> [本文]:
++++
THYME運営が、自身の性暴力裁判の二審(相手側が控訴)で読み上げた意見陳述内容です。
特定の罪名にかかる裁判では被害者参加制度を利用することができ、被害者として被告人や裁判に向けて意見を述べることができます。
この意見は私が被害者としての立場で、一個人としての考えや感情をそのまま述べたものです。
そのため、他の方のケースでもこうあるべきだという主張ではありません。
性暴力の刑事裁判や刑事手続きを4年以上かけて行った1個人として、意見を残しておきたく掲載します。
※Aさんとしている部分は、実際には被告人の名前を述べています
※1審についての記事はこちらです
性暴力裁判 控訴審での意見陳述全文
一審では裁判官、裁判員の方に向けて意見を述べましたが、今回は主にAさんに向けて、初めて言葉を紡ぎます。
改めて、私が何に対して理解して向き合ってほしいと思っているかについて。
私は被害によって穢されたとか、私の人間としての価値が損なわれたとは考えていません。私の周囲の人もそう思っていません。性暴力被害者にはそういった社会的なスティグマが向けられますが、私はそれを改めてこの場でも否定したいです。「守られるべき女性を傷つけたこと」が罪なのではなく、一個人の尊厳を踏みにじった罪です。なので、Aさんが謝罪をする対象に私のパートナーが含まれていることに疑問を感じます。私はパートナーの所有物でも家族の所有物でもありません。一審の際の言葉でもパートナーを引き合いに出されたことが私にとっては嫌です。この問題にパートナーは関係ありません。私に起きた問題であり、あなたが向き合う問題です。
私には、今Aさんと争っている、闘っている認識はありません。Aさんには今、さまざまな私の考えや感情が誤って伝わっているかもしれません。だから、そのことについてお話します。
私は一審のとき、あなたの方向を見ていませんでした。以前の意見は裁判官や裁判員、司法、社会に向けたものです。これまでの行動も、常に私が向いているのは加害者一個人ではなく社会です。あのとき、あなたに対しての言葉はほぼありませんでした。
++++
> [提供データ]:
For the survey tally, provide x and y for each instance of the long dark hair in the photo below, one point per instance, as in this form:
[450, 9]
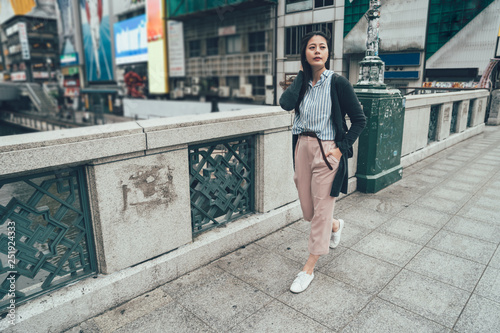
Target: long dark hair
++++
> [作業内容]:
**1)** 本文によると、筆者は性暴力の刑事裁判や刑事手続きにどれだけの期間をかけたか。
**2)** 本文のうち「そのため、他の方のケースでもこうあるべきだという主張ではありません。」で始まり「そのことについてお話します。」で終わる箇所を、一字一句変えずに引用せよ。
今回、データは使用しません。

> [各設問の解答]:
**1)** 4年以上。

**2)**
そのため、他の方のケースでもこうあるべきだという主張ではありません。
性暴力の刑事裁判や刑事手続きを4年以上かけて行った1個人として、意見を残しておきたく掲載します。
※Aさんとしている部分は、実際には被告人の名前を述べています
※1審についての記事はこちらです
性暴力裁判 控訴審での意見陳述全文
一審では裁判官、裁判員の方に向けて意見を述べましたが、今回は主にAさんに向けて、初めて言葉を紡ぎます。
改めて、私が何に対して理解して向き合ってほしいと思っているかについて。
私は被害によって穢されたとか、私の人間としての価値が損なわれたとは考えていません。私の周囲の人もそう思っていません。性暴力被害者にはそういった社会的なスティグマが向けられますが、私はそれを改めてこの場でも否定したいです。「守られるべき女性を傷つけたこと」が罪なのではなく、一個人の尊厳を踏みにじった罪です。なので、Aさんが謝罪をする対象に私のパートナーが含まれていることに疑問を感じます。私はパートナーの所有物でも家族の所有物でもありません。一審の際の言葉でもパートナーを引き合いに出されたことが私にとっては嫌です。この問題にパートナーは関係ありません。私に起きた問題であり、あなたが向き合う問題です。
私には、今Aさんと争っている、闘っている認識はありません。Aさんには今、さまざまな私の考えや感情が誤って伝わっているかもしれません。だから、そのことについてお話します。